>> Start Supplied material
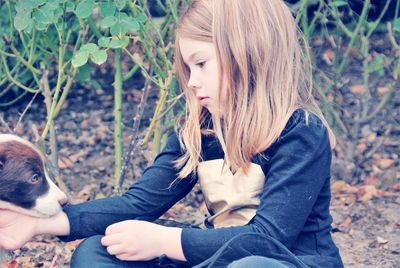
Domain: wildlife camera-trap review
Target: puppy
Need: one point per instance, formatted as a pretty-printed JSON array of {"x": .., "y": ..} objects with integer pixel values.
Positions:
[{"x": 25, "y": 186}]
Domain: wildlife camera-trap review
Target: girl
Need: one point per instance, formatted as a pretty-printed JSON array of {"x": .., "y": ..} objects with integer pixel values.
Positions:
[{"x": 252, "y": 136}]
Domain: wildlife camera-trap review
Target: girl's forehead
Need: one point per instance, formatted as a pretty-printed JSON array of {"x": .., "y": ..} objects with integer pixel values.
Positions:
[{"x": 191, "y": 47}]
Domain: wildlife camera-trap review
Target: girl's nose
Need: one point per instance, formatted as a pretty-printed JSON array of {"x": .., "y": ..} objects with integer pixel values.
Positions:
[{"x": 193, "y": 83}]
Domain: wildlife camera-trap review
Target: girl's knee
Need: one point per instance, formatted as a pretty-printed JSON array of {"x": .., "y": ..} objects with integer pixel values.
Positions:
[
  {"x": 89, "y": 253},
  {"x": 92, "y": 254},
  {"x": 257, "y": 262}
]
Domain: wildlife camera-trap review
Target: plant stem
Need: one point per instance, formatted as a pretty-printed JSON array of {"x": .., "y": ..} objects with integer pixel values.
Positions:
>> End Supplied material
:: Your objective ::
Rewrite the lines above as a numbered list, skipping any blank lines and omitting the pictures.

:: Answer to the problem ::
1. Domain: wildlife camera-trap review
2. Target: puppy
3. Need: one point per instance, formatted as a pretty-printed JSON array of {"x": .., "y": ..} objects with integer pixel values.
4. Positions:
5. [{"x": 25, "y": 186}]
6. Domain: wildlife camera-trap review
7. Target: girl
8. Need: one point per instance, formatted as a pretty-printed JSON array of {"x": .., "y": ..} objects with integer pixel values.
9. Positions:
10. [{"x": 252, "y": 136}]
11. Domain: wildlife camera-trap review
12. Target: girl's forehead
13. Need: one point per instance, formatted as a pretty-printed JSON array of {"x": .., "y": ..} objects with integer pixel values.
14. Positions:
15. [{"x": 191, "y": 47}]
16. Domain: wildlife camera-trap review
17. Target: girl's nose
18. Need: one point per instance, formatted as a pretty-printed JSON array of {"x": .., "y": ..} objects with integer pixel values.
19. Positions:
20. [{"x": 193, "y": 83}]
21. Domain: wildlife camera-trap review
22. Target: girl's knee
23. Need: one point per instance, formatted as a pretty-printed JSON array of {"x": .., "y": ..} objects with integer pixel values.
24. Positions:
25. [
26.   {"x": 89, "y": 253},
27.   {"x": 92, "y": 254},
28.   {"x": 257, "y": 262}
29. ]
30. Domain: wildlife camera-trap review
31. Target: plant stem
32. Need: one point per instance, formatted as a pretty-printed JSON array of {"x": .., "y": ..} objects with integer pixel values.
33. Positions:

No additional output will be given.